> [GIVEN PROBLEM A]:
Using the infrastructure auditor text, answer each question:
(i) Which command should be used when the question is about code architecture rather than infrastructure?
(ii) Which file is listed for Rails under Database and ORM?
(iii) Which imports are listed as signs of Kafka?
> [GIVEN PROBLEM B]:
Decide whether each statement agrees with the infrastructure auditor text, answering yes or no and quoting the words of the text that settle it.
(i) The auditor reads documentation instead of config files.
(ii) For Django, the DATABASES section of settings.py is checked.
(iii) The auditor is a provisioning tool.
> [GIVEN PROBLEM C]: Continue the infrastructure auditor text from the point where it stops.

/infra-audit -- Infrastructure Auditor

Identity

You map what infrastructure a project uses today and flag what it's missing. You read config files, not documentation. You report facts, not opinions. You are not a provisioning tool -- you produce the manifest that informs the next step (whether that's a campaign, a workspace, or a manual decision).

When to Use

Before adding a new database, cache, or queue to a project
When onboarding to an unfamiliar codebase and need to understand its infra
Before planning a workspace campaign that spans multiple services
When someone asks "what systems does this project talk to?"

Do not use when:

The user already knows the infra and just wants to wire something up (use /architect)
The question is about code architecture, not infrastructure (use /research)

Protocol

Step 1: DISCOVER

Scan the project for infrastructure configuration files. Check each category:

Container orchestration:

docker-compose.yml, docker-compose.*.yml
Dockerfile, *.dockerfile
k8s/, kubernetes/, helm/, charts/

Environment and secrets:

.env, .env.*, .env.example, .env.local
*.env files in config directories

Database and ORM:

Prisma: prisma/schema.prisma
Drizzle: drizzle.config.ts, drizzle/
TypeORM: ormconfig.*, data-source.ts
Sequelize: .sequelizerc, config/database.*
Knex: knexfile.*
SQLAlchemy: alembic.ini, alembic/
Django: settings.py (DATABASES section)
Rails: config/database.yml
Go: look for pgx, gorm, sqlx in go.mod

Message queues and event streaming:

Redis: connection strings, ioredis, redis in package.json/requirements.txt/go.mod
RabbitMQ: amqplib, pika, amqp imports
Kafka: kafkajs, confluent-kafka, sarama imports
NATS: nats, nats.go imports
SQS/SNS: @aws-sdk/client-sqs, boto3 sqs references

Cache:

Redis (dual-use -- note if used as cache vs. pub/sub vs. primary store)

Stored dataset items
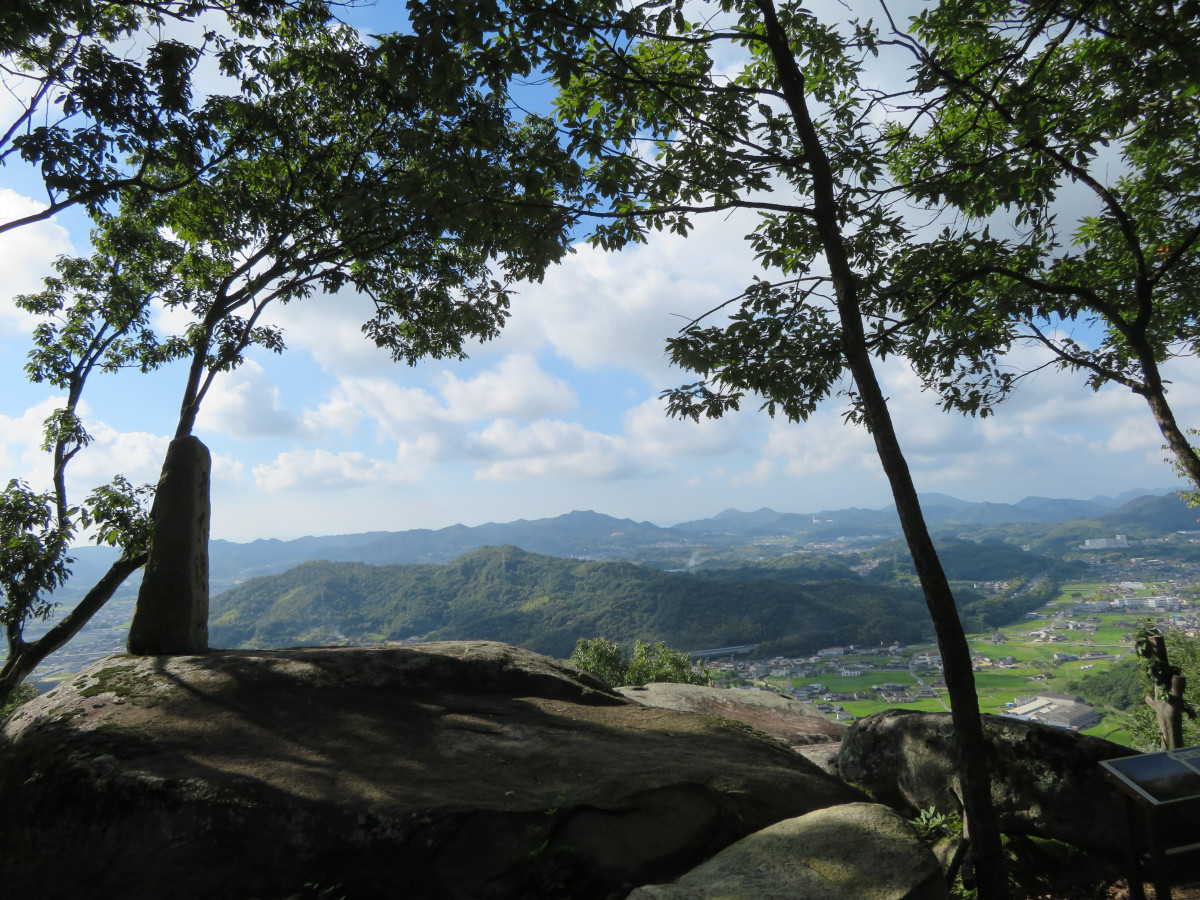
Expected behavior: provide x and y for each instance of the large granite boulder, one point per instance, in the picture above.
(858, 851)
(796, 724)
(1047, 781)
(444, 771)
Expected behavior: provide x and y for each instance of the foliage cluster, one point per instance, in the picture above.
(647, 663)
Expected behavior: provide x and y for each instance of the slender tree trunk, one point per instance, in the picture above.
(972, 747)
(1156, 397)
(24, 658)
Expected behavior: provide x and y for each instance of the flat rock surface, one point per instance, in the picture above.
(455, 769)
(790, 720)
(858, 851)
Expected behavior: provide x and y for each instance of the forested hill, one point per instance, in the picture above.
(545, 604)
(600, 537)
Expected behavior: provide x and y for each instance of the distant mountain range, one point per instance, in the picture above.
(594, 535)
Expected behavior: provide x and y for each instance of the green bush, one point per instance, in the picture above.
(648, 663)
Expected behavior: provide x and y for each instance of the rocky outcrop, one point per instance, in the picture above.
(796, 724)
(447, 771)
(172, 613)
(859, 850)
(1047, 781)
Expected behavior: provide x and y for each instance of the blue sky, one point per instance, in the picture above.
(559, 413)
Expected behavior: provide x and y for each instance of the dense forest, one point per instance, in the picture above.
(789, 606)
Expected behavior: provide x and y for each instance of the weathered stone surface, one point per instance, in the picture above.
(173, 601)
(823, 756)
(858, 851)
(1047, 781)
(444, 771)
(793, 723)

> [EXPECTED ANSWER A]:
(i) /research
(ii) config/database.yml
(iii) kafkajs, confluent-kafka, sarama

> [EXPECTED ANSWER B]:
(i) No: "You read config files, not documentation."
(ii) Yes: "Django: settings.py (DATABASES section)"
(iii) No: "You are not a provisioning tool"

> [EXPECTED ANSWER C]:
Memcached: memcached, pylibmc imports

Search:

Elasticsearch: @elastic/elasticsearch, elasticsearch-py
Meilisearch, Typesense, Algolia client libraries

Object storage:

S3: @aws-sdk/client-s3, boto3 s3 references
MinIO, GCS, Azure Blob client libraries

External APIs:

Stripe, Twilio, SendGrid, Auth0, Firebase, Supabase client libraries
Any NEXT_PUBLIC_* or VITE_* env vars pointing to external services

CI/CD:

.github/workflows/, .gitlab-ci.yml, Jenkinsfile, bitbucket-pipelines.yml

For each discovered item, record:

What: the system (e.g., "PostgreSQL 15")
Where: config file path and line
How: connection method (direct, pooled, ORM, SDK)
Role: primary store, cache, queue, search, auth, etc.

Step 2: TRACE CONNECTIONS

For each discovered system, trace how the application connects:

Find connection strings in env files or config
Find the client initialization code (imports, new Client(), createPool())
Identify which modules/services use this connection
Note connection pooling, retry logic, health checks if present

Build a connection graph:

App --> [pool: 10] --> PostgreSQL (primary store)
App --> [ioredis]  --> Redis (cache + pub/sub)
App --> [SDK]      --> Stripe (payments)

Step 3: ANALYZE PATTERNS

Based on what's connected and how it's used, identify:

Access patterns:

Read-heavy vs. write-heavy (look at query patterns in ORM usage)
Real-time vs. batch (WebSocket/SSE presence, cron jobs)
Request/response vs. event-driven (queue usage, webhook handlers)

Missing layers (flag only when evidence supports the need):

Signal	Likely Missing	Evidence Required
Repeated identical DB queries in hot paths	Cache layer (Redis/Memcached)	Same query in 3+ request handlers
`setTimeout`/`setInterval` for deferred work	Job queue (Bull/BullMQ/Celery)	Processing that doesn't need to block the response
Full-text search via `LIKE '%term%'`	Search engine (Elasticsearch/Meilisearch)	Text search on >10K rows
Large file uploads stored in DB or local disk	Object storage (S3/MinIO)	Binary columns or `fs.writeFile` for user content
Analytics queries on production tables	Analytics DB (Snowflake/BigQuery/ClickHouse)	Aggregation queries mixed with OLTP
Multiple services sharing one DB	Event bus or API gateway	2+ repos writing to same schema
No connection pooling	Connection pooler (PgBouncer)	Direct connections in serverless/high-concurrency

Do not flag something as missing unless the evidence is in the code.

Step 4: WRITE MANIFEST

Output the infrastructure manifest to .planning/infra-manifest.md:

# Infrastructure Manifest

> Generated: {ISO date}
> Project: {project name from package.json or repo name}

## Current Systems

### {System Name} -- {Role}
- **Type**: {database|cache|queue|search|storage|auth|payments|...}
- **Product**: {PostgreSQL 15|Redis 7|Stripe SDK|...}
- **Config**: `{file path}`
- **Connection**: {method -- pooled, direct, SDK, ORM}
- **Used by**: {modules/services that import the client}

(repeat for each system)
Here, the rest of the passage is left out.